Your task -
Copy the records word for word, starting at the line that contains "the palm frond?" and continuing through the last line of the records. Leave the pictures out of your copy.

_ _ _ _ _

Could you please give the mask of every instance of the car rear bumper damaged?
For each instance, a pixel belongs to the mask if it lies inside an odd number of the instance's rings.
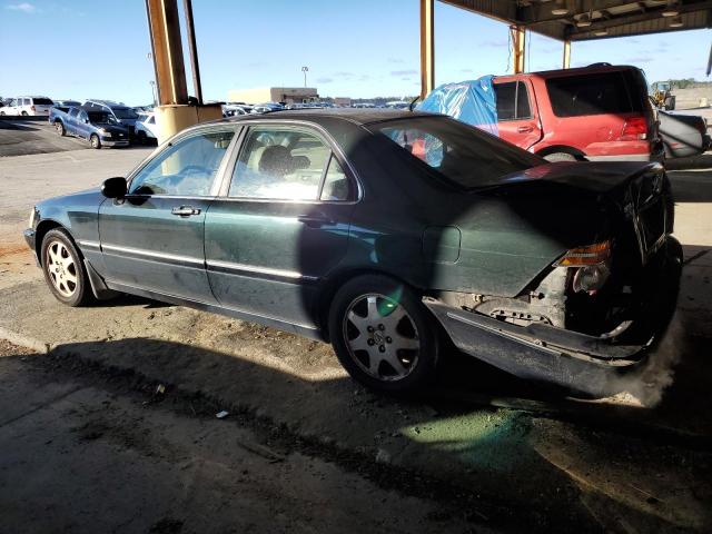
[[[520,378],[605,397],[621,393],[619,378],[645,360],[672,318],[682,265],[674,244],[661,250],[660,291],[650,314],[600,336],[541,323],[518,326],[431,297],[423,301],[462,352]]]

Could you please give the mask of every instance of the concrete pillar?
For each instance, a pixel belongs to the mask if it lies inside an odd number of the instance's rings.
[[[435,89],[435,0],[421,0],[421,98]]]
[[[158,86],[158,142],[184,128],[222,117],[220,105],[188,106],[177,0],[146,0]]]
[[[514,73],[524,72],[524,57],[526,52],[526,28],[523,26],[511,26],[512,34],[512,57],[514,58]]]
[[[563,68],[564,69],[571,68],[571,40],[570,39],[566,39],[564,41],[564,62],[563,62]]]

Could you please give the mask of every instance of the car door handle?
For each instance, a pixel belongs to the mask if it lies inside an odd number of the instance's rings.
[[[178,215],[180,217],[190,217],[191,215],[200,215],[198,208],[192,206],[178,206],[170,210],[171,215]]]
[[[320,226],[333,225],[335,221],[329,219],[325,215],[301,215],[297,217],[299,222],[304,222],[306,226],[312,228],[318,228]]]

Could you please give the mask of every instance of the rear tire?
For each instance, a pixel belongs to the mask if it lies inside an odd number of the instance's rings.
[[[546,161],[551,161],[551,162],[556,162],[556,161],[577,161],[575,156],[573,156],[571,154],[566,154],[566,152],[547,154],[546,156],[544,156],[544,159]]]
[[[44,280],[57,300],[77,307],[93,299],[83,258],[66,230],[49,230],[40,254]]]
[[[366,275],[346,283],[332,301],[328,327],[344,368],[372,389],[411,394],[435,377],[438,330],[419,297],[400,281]]]

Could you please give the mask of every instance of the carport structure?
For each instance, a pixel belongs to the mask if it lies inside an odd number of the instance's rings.
[[[711,0],[439,0],[510,26],[514,72],[525,70],[526,31],[563,42],[712,28]],[[421,0],[421,96],[435,87],[435,0]]]

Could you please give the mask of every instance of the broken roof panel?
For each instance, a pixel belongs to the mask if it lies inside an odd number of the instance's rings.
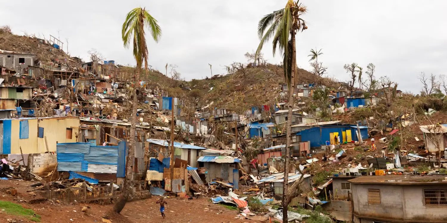
[[[149,142],[153,143],[154,144],[157,144],[157,145],[164,145],[164,146],[169,146],[169,143],[167,141],[165,141],[164,140],[155,139],[148,139],[147,140]],[[180,148],[180,149],[206,149],[207,148],[204,147],[201,147],[200,146],[197,146],[197,145],[190,145],[189,144],[184,144],[183,145],[181,145],[181,143],[174,142],[174,147]]]
[[[303,126],[312,126],[314,125],[331,125],[333,124],[336,124],[342,122],[342,121],[330,121],[329,122],[316,122],[314,123],[301,123],[301,124],[298,124],[297,125],[292,125],[292,127],[299,127]]]

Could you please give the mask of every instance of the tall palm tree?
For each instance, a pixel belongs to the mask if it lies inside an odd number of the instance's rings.
[[[124,47],[128,48],[131,44],[133,47],[133,55],[137,62],[136,70],[134,80],[133,100],[132,104],[132,119],[131,122],[131,133],[129,137],[128,155],[126,160],[126,177],[124,178],[123,190],[113,207],[113,211],[120,213],[126,205],[130,193],[131,180],[132,177],[132,164],[134,162],[135,149],[135,132],[136,130],[137,109],[138,101],[137,91],[139,87],[140,72],[144,63],[144,68],[148,72],[148,51],[146,44],[144,29],[147,28],[151,36],[156,42],[158,42],[161,36],[161,29],[158,22],[146,10],[141,7],[135,8],[126,17],[122,24],[122,34]]]
[[[358,73],[358,88],[362,89],[362,74],[363,74],[363,68],[362,67],[357,66],[358,70],[356,70]]]
[[[299,0],[296,1],[288,0],[284,8],[266,15],[259,21],[258,24],[258,35],[261,41],[256,50],[257,57],[260,54],[264,44],[271,39],[273,45],[273,55],[275,55],[277,48],[283,54],[284,78],[289,89],[284,179],[288,178],[289,175],[293,94],[298,77],[296,74],[295,36],[297,32],[307,29],[305,21],[300,17],[306,11],[306,7],[300,4]],[[287,207],[291,199],[291,196],[289,196],[288,181],[284,181],[283,189],[283,206],[285,207],[283,210],[283,222],[285,223],[287,222]]]
[[[312,60],[315,60],[315,62],[316,62],[317,64],[318,64],[318,56],[320,56],[323,54],[321,53],[321,50],[320,49],[320,50],[317,51],[316,47],[315,47],[315,50],[310,49],[311,54],[308,56],[308,57],[310,57],[310,59],[309,61],[312,61]]]

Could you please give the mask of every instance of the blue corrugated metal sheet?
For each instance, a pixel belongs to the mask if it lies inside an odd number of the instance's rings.
[[[156,159],[151,159],[149,164],[149,170],[155,170],[159,173],[163,173],[164,171],[164,165],[163,163]]]
[[[147,141],[149,142],[153,143],[154,144],[156,144],[157,145],[164,145],[164,146],[168,146],[170,145],[169,143],[164,140],[158,140],[155,139],[148,139]],[[180,149],[206,149],[207,148],[204,147],[201,147],[200,146],[197,146],[197,145],[190,145],[189,144],[184,144],[183,146],[181,145],[181,144],[179,142],[174,142],[174,147]]]
[[[95,163],[118,165],[118,147],[90,146],[90,153],[85,154],[84,160]]]
[[[123,178],[126,175],[126,156],[127,152],[127,142],[118,143],[118,166],[117,168],[116,177]]]
[[[219,157],[210,157],[210,156],[203,156],[200,157],[197,161],[199,162],[211,162],[211,161],[214,159],[217,159]]]
[[[81,174],[76,173],[73,171],[68,171],[68,173],[70,173],[70,178],[69,179],[74,179],[76,178],[80,178],[81,179],[84,179],[85,180],[85,181],[90,183],[93,183],[93,184],[97,184],[99,182],[99,181],[97,180],[96,179],[93,179],[93,178],[90,178],[88,177],[86,177]]]
[[[43,138],[43,128],[39,127],[38,136],[39,138]]]
[[[162,162],[163,163],[163,165],[164,165],[164,168],[169,168],[171,165],[171,158],[170,157],[164,158],[163,159]]]
[[[82,171],[81,165],[80,162],[59,162],[57,171],[81,172]]]
[[[154,187],[153,186],[149,187],[149,192],[151,192],[152,195],[161,196],[166,192],[166,190],[160,187]]]
[[[28,139],[29,136],[29,127],[28,126],[28,120],[23,120],[20,121],[20,129],[19,131],[19,138]]]
[[[11,120],[3,120],[3,154],[11,153]]]
[[[58,162],[81,162],[84,159],[84,153],[57,153]]]
[[[163,97],[162,106],[162,108],[163,109],[172,109],[172,97]]]
[[[56,145],[58,153],[90,153],[90,143],[88,142],[71,142],[58,143]]]

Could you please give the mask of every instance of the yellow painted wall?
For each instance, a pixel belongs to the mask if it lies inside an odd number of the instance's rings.
[[[22,152],[25,153],[35,153],[37,148],[37,119],[28,120],[29,126],[28,138],[20,139],[20,120],[11,121],[11,153],[20,154],[20,147]]]
[[[43,138],[38,138],[38,153],[46,152],[45,136],[48,143],[50,152],[56,151],[56,144],[67,142],[76,142],[76,135],[79,128],[73,128],[72,139],[67,139],[67,128],[79,126],[79,119],[77,118],[63,119],[45,119],[39,120],[39,127],[43,128]]]

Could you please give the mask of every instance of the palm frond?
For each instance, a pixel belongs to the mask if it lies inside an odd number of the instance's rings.
[[[264,31],[267,27],[277,22],[278,17],[282,17],[284,12],[284,8],[279,10],[274,11],[273,12],[264,16],[258,23],[257,34],[259,39],[261,39],[264,36]],[[271,28],[271,27],[270,27]]]

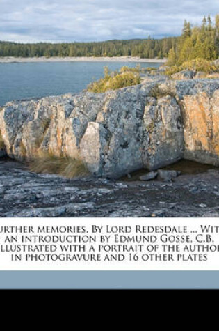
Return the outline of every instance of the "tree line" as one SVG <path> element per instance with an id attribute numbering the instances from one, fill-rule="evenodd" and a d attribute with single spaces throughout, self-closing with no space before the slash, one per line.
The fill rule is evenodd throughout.
<path id="1" fill-rule="evenodd" d="M 192 27 L 184 22 L 182 33 L 169 52 L 168 64 L 181 66 L 183 63 L 202 59 L 215 60 L 219 56 L 219 15 L 213 24 L 210 15 L 204 17 L 200 26 Z"/>
<path id="2" fill-rule="evenodd" d="M 0 56 L 139 56 L 145 59 L 167 57 L 175 48 L 177 38 L 163 39 L 108 40 L 98 43 L 39 43 L 24 44 L 0 41 Z"/>

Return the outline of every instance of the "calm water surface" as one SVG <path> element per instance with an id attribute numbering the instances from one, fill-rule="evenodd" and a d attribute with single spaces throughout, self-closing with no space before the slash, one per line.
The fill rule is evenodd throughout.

_ _ _ _ _

Output for this exercise -
Could you please give the mask of every instance of the palm frond?
For each instance, a pixel belongs to the mask if it lies inside an odd number of the instance's rings.
[[[264,31],[267,27],[277,22],[278,17],[282,17],[284,12],[284,8],[279,10],[274,11],[273,12],[264,16],[258,23],[257,34],[259,39],[261,39],[264,36]],[[271,28],[271,27],[270,27]]]

Return the outline of every instance of the "tree line" as one SVG <path> element per instance with an id attribute numbering the instances from one, fill-rule="evenodd" and a d attribute with single spaces throughout, self-closing with no space before the slash, one per line.
The fill rule is evenodd throughout.
<path id="1" fill-rule="evenodd" d="M 192 27 L 184 22 L 182 33 L 169 52 L 168 64 L 181 66 L 183 63 L 202 59 L 215 60 L 219 56 L 219 15 L 213 24 L 210 15 L 204 17 L 200 26 Z"/>
<path id="2" fill-rule="evenodd" d="M 0 56 L 139 56 L 145 59 L 167 57 L 175 48 L 177 38 L 163 39 L 108 40 L 98 43 L 39 43 L 24 44 L 0 41 Z"/>

Return the outline of every instance of the "calm water surface" as one SVG <path> element per instance with an id attribute numbering the instances from one, fill-rule="evenodd" and a d attribute with single spaces throughout, self-closing with no space before the slash, one per line.
The fill rule is evenodd throughout.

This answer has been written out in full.